**SHORT TASK**
Repeat exactly the lines of the listing from the line containing "Where can you find the white" through its last line, and nothing beyond them.

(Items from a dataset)
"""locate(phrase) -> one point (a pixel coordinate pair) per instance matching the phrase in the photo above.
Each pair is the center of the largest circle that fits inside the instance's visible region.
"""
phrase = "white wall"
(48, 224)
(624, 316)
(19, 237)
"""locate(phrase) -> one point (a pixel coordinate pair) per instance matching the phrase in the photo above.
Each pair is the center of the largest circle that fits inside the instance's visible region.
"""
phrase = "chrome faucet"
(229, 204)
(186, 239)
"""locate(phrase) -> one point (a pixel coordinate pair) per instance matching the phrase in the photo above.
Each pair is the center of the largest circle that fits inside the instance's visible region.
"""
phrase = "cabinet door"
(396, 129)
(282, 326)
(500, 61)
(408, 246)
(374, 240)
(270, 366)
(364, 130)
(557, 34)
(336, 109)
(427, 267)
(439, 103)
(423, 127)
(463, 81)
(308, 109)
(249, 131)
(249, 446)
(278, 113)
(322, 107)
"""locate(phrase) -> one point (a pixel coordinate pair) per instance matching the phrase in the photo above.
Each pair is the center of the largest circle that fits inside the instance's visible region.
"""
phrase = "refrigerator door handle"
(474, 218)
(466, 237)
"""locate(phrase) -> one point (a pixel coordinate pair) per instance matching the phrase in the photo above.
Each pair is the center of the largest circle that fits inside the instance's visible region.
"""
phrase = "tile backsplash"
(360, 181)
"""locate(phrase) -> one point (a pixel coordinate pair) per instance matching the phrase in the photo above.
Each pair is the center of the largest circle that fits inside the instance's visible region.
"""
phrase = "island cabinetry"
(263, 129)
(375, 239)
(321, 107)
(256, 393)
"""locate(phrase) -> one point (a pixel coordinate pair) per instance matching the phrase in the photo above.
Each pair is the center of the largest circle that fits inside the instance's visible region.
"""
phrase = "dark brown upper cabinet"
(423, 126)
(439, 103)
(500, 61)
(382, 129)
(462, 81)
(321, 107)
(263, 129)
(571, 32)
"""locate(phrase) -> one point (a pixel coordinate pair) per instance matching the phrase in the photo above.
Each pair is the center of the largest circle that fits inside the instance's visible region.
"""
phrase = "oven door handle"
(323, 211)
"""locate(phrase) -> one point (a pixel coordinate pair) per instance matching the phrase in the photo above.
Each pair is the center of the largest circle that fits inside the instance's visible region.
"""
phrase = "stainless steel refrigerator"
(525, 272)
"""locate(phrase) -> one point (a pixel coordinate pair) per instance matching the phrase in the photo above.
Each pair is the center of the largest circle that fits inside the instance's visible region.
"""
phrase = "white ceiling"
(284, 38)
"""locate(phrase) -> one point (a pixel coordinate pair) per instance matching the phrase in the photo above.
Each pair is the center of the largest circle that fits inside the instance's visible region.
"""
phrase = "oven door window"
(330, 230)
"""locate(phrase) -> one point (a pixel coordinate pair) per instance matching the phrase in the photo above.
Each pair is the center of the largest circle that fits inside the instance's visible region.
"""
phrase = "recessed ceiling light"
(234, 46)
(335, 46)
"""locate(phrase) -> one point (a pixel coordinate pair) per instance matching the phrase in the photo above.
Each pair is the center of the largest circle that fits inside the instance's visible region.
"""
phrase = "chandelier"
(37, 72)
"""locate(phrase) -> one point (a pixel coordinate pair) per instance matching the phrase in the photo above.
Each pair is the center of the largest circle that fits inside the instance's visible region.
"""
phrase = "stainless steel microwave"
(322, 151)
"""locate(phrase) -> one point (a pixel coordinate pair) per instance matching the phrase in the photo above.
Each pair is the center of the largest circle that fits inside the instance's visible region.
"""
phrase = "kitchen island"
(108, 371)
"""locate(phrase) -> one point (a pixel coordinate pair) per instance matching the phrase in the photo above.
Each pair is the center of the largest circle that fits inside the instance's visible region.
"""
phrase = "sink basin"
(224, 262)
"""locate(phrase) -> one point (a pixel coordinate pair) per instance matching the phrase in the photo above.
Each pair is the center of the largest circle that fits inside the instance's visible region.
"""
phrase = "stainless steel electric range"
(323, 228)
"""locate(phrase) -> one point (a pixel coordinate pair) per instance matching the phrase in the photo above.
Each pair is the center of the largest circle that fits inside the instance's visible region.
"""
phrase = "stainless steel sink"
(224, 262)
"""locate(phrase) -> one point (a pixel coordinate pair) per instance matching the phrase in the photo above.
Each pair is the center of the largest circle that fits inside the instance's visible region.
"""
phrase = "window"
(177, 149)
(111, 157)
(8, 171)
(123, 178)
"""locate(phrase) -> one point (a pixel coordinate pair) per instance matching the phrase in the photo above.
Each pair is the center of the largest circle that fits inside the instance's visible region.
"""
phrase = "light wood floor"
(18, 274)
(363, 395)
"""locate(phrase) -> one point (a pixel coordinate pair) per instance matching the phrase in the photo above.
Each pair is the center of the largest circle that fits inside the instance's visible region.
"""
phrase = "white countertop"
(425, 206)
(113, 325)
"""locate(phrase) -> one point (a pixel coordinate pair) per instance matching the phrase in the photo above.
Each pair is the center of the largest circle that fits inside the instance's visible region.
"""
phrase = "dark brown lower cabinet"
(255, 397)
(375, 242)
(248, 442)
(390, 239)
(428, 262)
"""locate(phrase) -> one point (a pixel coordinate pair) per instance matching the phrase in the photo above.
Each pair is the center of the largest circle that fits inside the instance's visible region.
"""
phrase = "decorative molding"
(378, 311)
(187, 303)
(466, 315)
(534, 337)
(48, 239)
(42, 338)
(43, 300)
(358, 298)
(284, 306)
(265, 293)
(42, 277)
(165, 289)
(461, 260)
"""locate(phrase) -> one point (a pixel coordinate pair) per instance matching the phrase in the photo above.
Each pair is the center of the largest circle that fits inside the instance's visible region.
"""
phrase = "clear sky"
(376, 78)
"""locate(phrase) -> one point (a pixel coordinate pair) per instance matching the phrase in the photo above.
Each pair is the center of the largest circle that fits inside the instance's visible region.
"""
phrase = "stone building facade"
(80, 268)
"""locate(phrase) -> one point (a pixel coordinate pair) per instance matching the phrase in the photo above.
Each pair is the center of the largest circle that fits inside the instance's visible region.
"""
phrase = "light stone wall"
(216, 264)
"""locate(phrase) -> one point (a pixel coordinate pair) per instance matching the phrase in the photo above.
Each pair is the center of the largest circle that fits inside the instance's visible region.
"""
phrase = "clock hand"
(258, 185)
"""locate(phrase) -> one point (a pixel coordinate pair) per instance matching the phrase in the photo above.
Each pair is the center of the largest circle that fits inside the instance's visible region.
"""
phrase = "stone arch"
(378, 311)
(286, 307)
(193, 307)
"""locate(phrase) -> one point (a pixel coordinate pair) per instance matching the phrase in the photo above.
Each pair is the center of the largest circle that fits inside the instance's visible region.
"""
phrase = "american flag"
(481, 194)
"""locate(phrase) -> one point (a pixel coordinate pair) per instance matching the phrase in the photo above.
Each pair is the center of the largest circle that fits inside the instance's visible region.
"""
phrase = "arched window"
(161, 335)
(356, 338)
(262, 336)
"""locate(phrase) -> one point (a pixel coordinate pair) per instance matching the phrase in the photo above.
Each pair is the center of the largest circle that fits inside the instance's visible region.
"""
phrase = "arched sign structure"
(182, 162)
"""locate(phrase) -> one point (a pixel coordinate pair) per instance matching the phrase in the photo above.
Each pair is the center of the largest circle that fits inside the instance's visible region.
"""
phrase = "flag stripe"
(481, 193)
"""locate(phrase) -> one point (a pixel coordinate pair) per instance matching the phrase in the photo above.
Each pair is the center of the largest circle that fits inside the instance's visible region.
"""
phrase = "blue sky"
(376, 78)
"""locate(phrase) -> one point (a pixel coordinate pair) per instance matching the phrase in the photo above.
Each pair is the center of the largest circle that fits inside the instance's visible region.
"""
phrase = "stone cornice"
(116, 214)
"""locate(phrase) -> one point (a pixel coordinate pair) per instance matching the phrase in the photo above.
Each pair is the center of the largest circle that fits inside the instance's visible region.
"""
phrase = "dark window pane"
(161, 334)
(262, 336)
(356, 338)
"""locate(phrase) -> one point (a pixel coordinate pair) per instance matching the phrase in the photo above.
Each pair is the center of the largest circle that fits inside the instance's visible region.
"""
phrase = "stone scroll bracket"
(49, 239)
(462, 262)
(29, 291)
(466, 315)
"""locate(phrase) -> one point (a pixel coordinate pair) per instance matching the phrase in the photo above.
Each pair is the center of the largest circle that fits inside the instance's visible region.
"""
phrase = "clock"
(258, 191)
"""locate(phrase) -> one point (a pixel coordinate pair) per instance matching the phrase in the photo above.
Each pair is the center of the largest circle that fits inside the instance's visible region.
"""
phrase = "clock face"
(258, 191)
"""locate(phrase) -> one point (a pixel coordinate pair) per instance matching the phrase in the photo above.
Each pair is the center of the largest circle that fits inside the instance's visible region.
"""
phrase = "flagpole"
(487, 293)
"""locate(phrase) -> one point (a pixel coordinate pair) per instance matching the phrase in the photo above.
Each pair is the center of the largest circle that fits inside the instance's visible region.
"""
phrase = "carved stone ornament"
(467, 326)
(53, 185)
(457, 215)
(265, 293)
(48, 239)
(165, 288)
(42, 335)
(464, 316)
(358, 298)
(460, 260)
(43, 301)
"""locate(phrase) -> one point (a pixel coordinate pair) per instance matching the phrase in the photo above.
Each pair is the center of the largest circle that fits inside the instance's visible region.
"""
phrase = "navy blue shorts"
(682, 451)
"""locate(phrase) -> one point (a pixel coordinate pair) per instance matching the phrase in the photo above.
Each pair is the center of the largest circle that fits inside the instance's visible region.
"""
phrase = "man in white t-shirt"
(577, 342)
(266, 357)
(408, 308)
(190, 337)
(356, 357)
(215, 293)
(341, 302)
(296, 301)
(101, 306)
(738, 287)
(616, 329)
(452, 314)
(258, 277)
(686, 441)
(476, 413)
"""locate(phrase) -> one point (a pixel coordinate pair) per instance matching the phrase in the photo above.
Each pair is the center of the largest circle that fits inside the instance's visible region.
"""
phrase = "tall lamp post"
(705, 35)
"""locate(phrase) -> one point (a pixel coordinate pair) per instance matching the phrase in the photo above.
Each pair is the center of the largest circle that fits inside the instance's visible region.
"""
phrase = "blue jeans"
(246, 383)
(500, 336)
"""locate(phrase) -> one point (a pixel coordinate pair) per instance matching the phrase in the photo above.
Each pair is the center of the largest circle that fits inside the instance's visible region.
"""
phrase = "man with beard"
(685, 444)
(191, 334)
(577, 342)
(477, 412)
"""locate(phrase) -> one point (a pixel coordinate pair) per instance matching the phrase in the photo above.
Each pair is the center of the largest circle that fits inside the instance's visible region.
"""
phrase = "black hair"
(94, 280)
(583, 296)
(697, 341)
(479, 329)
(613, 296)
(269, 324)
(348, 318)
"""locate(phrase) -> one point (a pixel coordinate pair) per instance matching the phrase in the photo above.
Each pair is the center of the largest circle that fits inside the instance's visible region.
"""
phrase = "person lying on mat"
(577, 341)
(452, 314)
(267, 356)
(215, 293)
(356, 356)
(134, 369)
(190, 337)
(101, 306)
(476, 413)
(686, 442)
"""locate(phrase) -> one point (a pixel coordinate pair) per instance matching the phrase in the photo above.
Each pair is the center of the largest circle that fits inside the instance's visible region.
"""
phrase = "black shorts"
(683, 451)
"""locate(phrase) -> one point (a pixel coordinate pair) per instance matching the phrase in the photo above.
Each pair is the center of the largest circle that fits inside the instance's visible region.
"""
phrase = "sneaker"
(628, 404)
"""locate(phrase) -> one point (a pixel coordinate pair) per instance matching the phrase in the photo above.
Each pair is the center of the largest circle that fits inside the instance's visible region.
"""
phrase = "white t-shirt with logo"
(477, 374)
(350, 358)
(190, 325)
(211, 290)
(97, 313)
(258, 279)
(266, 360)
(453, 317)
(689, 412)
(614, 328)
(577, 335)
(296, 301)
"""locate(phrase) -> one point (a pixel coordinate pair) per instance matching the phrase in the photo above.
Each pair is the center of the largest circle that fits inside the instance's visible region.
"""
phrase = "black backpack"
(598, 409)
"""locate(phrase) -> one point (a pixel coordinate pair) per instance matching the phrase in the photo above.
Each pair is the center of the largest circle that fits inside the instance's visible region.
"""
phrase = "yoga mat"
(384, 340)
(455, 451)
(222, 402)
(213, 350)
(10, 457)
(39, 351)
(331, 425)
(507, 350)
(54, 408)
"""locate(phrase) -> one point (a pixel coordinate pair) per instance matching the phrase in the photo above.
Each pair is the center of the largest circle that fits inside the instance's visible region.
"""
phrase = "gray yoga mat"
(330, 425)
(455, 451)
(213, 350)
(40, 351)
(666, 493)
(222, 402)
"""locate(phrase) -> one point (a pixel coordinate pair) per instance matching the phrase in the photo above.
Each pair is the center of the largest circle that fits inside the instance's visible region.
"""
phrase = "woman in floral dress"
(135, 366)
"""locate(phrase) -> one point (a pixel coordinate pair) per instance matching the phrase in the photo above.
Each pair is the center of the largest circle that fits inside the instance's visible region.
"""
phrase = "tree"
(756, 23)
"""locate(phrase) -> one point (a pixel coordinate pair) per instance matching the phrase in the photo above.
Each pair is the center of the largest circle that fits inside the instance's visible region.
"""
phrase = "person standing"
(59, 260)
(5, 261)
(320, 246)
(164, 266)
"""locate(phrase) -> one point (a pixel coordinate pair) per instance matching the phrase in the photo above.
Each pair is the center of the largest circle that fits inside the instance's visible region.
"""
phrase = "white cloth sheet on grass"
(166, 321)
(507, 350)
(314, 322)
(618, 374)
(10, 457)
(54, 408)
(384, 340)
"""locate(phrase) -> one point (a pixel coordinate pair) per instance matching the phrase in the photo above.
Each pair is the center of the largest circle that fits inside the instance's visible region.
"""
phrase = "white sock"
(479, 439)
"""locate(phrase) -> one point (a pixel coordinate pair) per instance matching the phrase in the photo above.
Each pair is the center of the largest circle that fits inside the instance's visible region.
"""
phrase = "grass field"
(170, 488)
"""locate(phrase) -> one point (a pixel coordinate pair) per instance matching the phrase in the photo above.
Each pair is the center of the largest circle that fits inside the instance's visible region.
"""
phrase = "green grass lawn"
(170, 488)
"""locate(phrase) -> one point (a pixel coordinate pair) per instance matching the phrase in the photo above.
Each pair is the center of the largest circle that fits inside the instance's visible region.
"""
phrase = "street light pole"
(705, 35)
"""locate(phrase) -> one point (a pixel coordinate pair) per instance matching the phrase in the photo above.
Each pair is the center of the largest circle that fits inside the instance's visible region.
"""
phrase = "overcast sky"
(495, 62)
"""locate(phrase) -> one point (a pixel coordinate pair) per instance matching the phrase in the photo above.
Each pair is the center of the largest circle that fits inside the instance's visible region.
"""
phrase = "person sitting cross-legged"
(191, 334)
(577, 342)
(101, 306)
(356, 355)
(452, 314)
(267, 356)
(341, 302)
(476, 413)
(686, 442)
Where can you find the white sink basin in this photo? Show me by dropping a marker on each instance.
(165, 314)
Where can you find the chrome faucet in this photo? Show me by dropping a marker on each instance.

**FINISHED ANSWER**
Where can you find the white sink basin in this photo? Show me by dropping a marker on each instance.
(165, 314)
Where can you find the chrome faucet in this photo? Show me by dropping a marker on each instance.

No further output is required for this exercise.